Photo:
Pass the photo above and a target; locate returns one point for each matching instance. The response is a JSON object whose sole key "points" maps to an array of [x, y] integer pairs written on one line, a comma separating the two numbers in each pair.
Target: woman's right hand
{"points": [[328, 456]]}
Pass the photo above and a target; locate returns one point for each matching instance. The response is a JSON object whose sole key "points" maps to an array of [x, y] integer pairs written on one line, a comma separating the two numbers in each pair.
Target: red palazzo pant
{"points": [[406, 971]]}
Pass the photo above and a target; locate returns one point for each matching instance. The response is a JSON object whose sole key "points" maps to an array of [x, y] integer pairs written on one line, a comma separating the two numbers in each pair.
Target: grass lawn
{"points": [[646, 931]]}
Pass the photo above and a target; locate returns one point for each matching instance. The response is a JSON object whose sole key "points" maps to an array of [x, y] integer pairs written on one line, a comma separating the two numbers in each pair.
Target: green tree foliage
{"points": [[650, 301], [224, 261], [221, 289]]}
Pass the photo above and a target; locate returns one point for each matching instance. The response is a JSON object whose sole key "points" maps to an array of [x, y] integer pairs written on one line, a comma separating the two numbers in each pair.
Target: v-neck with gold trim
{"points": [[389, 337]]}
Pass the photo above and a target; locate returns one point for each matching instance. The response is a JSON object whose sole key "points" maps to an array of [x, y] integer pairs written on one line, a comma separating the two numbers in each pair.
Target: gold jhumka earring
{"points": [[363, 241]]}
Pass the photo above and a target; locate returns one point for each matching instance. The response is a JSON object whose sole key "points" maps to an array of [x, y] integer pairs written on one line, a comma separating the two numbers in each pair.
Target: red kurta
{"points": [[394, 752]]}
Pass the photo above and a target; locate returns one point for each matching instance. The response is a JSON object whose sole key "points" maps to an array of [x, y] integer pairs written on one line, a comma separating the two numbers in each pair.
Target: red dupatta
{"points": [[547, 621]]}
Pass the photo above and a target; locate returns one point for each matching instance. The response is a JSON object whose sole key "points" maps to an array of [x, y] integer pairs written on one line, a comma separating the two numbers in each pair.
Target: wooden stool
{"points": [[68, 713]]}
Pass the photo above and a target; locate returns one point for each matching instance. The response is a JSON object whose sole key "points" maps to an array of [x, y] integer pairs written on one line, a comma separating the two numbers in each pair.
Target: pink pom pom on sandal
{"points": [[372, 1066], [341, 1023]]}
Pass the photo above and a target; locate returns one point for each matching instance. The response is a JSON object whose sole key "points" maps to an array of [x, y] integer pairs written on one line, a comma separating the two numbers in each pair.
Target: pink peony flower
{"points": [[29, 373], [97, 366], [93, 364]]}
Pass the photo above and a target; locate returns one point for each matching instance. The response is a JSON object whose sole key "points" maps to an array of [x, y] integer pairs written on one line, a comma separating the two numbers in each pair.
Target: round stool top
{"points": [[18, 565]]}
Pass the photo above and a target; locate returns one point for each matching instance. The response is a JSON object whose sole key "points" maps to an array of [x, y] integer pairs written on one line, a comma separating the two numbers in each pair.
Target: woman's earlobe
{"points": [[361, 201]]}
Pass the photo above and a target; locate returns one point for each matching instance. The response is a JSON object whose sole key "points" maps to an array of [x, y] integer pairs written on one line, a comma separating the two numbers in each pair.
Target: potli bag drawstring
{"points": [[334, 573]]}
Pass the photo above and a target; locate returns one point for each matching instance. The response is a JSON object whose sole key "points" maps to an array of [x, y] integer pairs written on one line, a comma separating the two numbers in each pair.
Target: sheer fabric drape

Problem details — Pull out every line above that contains the string "woman". Case counts.

Complete response —
Target: woman's right hand
Target: woman's earlobe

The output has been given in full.